Content Critique: Icebox.com
Do you remember the art student who lived across the hall from you in the dorm -- the one with the gold chains and the scraggly beard, who hung paintings of dogs playing poker on his walls? "He’s pretending to like those paintings because they’re so bad," your breathlessly impressed friends told you. "Genius!"
The same kind of facile irony informs Icebox’s (
www.icebox.com) weekly animated series Poker Night, written by some of the writers who worked on Frasier and Mystery Science Theater 3000. In addition to pointing out how un-funny the dogs-playing-poker paintings are (as if anybody likely to stumble onto this series were a legitimate fan of those things), Poker Night also makes less-than-savage fun of situation comedy conventions by, um, well, imitating them exactly, in every way.
The Poker Night dogs are sitcom husbands, concerned about their weight, bad breath, and their unfaithful wives and ex-wives. Except for the fact that they’re dogs, there’s nothing here you haven’t seen before on The Drew Carey Show or Cheers (which is really the closest cousin to this particular show – losers around a poker table, losers around a bar). And like the vast majority of situation comedies, the "humor" here is formalized: One understands that something is a joke because the language takes a certain pattering rhythm and form – not because it’s funny. And, of course, there’s the obligatory pottymouth-as-humor strategy that one expects from television writers finally cut free from the FCC. For example:
Q: Is he eating his own shit again?A: No, I think he got help for that.
Genius, indeed.
Poker Night isn’t the worst irony-offender at Icebox, though. Heaven actually has a laugh track. I spent a great deal of time trying to figure out if the laugh track was there to point out the un-funniness of the jokes (the joke being that the jokes aren’t funny), or if the jokes, and the laugh track, were in earnest. I never got my head around that one.

[TASKS TO PERFORM]:
**a)** Transcribe the Icebox.com critique starting with "Genius, indeed." and going on through "around that one.".
**b)** Answer these questions using the Icebox.com critique:
(i) Writers from which two shows worked on Poker Night?
(ii) Which sitcom does the reviewer call the closest cousin to Poker Night?
(iii) Which Icebox series has a laugh track?
**c)** Write the next part of the Icebox.com critique, picking up after its final sentence.
The listing is separate from the Icebox.com critique.

[Extracted data entries]:
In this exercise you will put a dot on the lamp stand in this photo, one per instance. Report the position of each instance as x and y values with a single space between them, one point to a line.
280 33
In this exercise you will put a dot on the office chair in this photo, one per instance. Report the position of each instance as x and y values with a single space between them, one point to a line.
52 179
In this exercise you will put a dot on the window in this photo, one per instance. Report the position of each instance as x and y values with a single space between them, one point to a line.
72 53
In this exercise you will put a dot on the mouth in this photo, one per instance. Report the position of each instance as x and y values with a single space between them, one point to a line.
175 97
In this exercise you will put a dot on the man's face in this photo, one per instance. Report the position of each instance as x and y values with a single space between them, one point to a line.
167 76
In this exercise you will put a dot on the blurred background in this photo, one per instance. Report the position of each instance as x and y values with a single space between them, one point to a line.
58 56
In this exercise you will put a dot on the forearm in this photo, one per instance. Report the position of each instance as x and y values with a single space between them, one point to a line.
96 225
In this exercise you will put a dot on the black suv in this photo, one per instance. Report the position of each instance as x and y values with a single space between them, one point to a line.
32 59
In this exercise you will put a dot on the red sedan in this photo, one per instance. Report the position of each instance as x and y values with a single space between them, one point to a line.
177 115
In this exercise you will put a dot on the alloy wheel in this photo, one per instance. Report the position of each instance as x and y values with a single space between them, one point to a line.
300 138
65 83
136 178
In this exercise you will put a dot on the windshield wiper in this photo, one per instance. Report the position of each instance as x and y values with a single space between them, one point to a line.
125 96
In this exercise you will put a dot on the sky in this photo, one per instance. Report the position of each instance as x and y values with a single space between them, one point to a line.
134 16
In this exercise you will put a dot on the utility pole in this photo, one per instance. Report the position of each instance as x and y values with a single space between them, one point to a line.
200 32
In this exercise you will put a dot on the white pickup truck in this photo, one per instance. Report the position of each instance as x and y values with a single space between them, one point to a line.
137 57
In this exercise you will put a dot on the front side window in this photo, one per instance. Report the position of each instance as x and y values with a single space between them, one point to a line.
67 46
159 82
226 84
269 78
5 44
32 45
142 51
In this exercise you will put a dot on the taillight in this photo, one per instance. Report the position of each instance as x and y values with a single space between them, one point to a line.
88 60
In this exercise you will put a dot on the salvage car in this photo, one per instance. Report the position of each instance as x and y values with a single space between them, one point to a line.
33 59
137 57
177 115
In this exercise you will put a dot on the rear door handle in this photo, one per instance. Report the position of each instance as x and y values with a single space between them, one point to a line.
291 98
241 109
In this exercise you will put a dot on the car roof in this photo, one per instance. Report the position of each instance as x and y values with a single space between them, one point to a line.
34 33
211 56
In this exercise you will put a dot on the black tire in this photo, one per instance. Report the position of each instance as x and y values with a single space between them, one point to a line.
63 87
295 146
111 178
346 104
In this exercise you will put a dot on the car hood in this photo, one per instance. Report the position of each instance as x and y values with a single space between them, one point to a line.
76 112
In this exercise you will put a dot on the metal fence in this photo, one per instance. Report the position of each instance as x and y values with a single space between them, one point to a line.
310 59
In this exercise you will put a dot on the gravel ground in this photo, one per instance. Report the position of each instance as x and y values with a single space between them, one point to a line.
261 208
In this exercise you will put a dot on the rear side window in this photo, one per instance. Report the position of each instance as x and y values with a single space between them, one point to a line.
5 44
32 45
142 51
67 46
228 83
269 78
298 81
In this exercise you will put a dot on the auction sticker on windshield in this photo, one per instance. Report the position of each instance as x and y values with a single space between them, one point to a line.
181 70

[RESULTS FOR EACH TASK]:
**a)**
Genius, indeed.
Poker Night isn’t the worst irony-offender at Icebox, though. Heaven actually has a laugh track. I spent a great deal of time trying to figure out if the laugh track was there to point out the un-funniness of the jokes (the joke being that the jokes aren’t funny), or if the jokes, and the laugh track, were in earnest. I never got my head around that one.

**b)**
(i) Frasier and Mystery Science Theater 3000
(ii) Cheers
(iii) Heaven

**c)**
I am fairly convinced, though, that Icebox’s The Elvis and Jack Nicklaus Mysteries is not in earnest. If, like me, your earliest television memories involve Phyllis Diller helping Scooby-Doo and the gang solve a case of real estate fraud, or The Jackson Five nabbing bank robbers while on tour, you’ll get the joke right away. "Many believe that these two towering figures [Elvis and Jack Nicklaus] … teamed up for a series of exciting adventures." That’s pretty much the entire point of this series.
To give the creators credit, the show does have that early-to-mid-seventies Saturday morning shtick down pat. For example, Elvis tries to make a putt. He doesn’t make it. Elvis says, "I think I’ll stick to singing." Both characters laugh. End of episode. This is supposed to remind the viewer of any number of Scooby-Doo and Superfriends endings, where a character tried to do something he/she couldn’t do, then said he/she wouldn’t do it anymore. Laughter. End of episode.
I can imagine The Elvis and Jack Nicklaus Mysteries working very well as a one-shot, perhaps as one of those short films they show before the commercials on Saturday Night Live. But the comedic possibilities wear thin very quickly in a weekly series. If Poker Night and Heaven attempt to create "funniness" out of the fact that their jokes aren’t funny, The Elvis and Jack Nicklaus Mysteries makes a joke out of the fact that the shows you watched 15 or 25 years ago, when you were a kid, weren’t funny.
But let’s go deeper into the Icebox. It gets worse before it gets better.
Icebox describes Mr. Wong as: "The touching and heart-warming story of a girl and her eighty-five-year-old Chinese houseboy." In this series, the humor never rises above the level of way-out-of-date Hollywood Chinaman jokes. "Elvis Aawon Pwesley, when I frew pissing on you grave I dig you up and f--- you up the a-- … like a wockabilly b-----," says Mr. Wong in the opening of episode two. The teaser warns that "This show is for mature audiences only." This makes me wonder about Icebox’s definition of maturity.
Perhaps I’ve been a bit unfair by picking on the very weakest offerings at the site. Zombie College isn’t so bad, Superhero Roommate (starring the voice of Dave Foley from Kids in the Hall) has some pretty good moments, and Garbage Island looks really cool, reminding me of some of the best work on the animated Batman series. And, of course, there’s the inane brilliance of John Kricfalusi, who has brought his George Liquor character over from Spumco (www.spumco.com).
None of these series, though – neither the acceptable nor the lame – seem ready to live up to Icebox’s business model. Here’s what Icebox CEO Steve Stanford had to say in a recent interview with streamingmedia.com:
"Icebox is an Internet entertainment site focusing upon animation created by the best writers in the entertainment industry. Those writers range from the creator of Seinfeld to the creators of Party of Five to the creator of The Critic to the creator of Ren and Stimpy to the creator of Dr. Katz, and lots of other executive producers from shows like The Simpsons, King of the Hill, The X-Files, and the top shows on television. So what we've really tried to do is bring high-quality storytelling to the Web."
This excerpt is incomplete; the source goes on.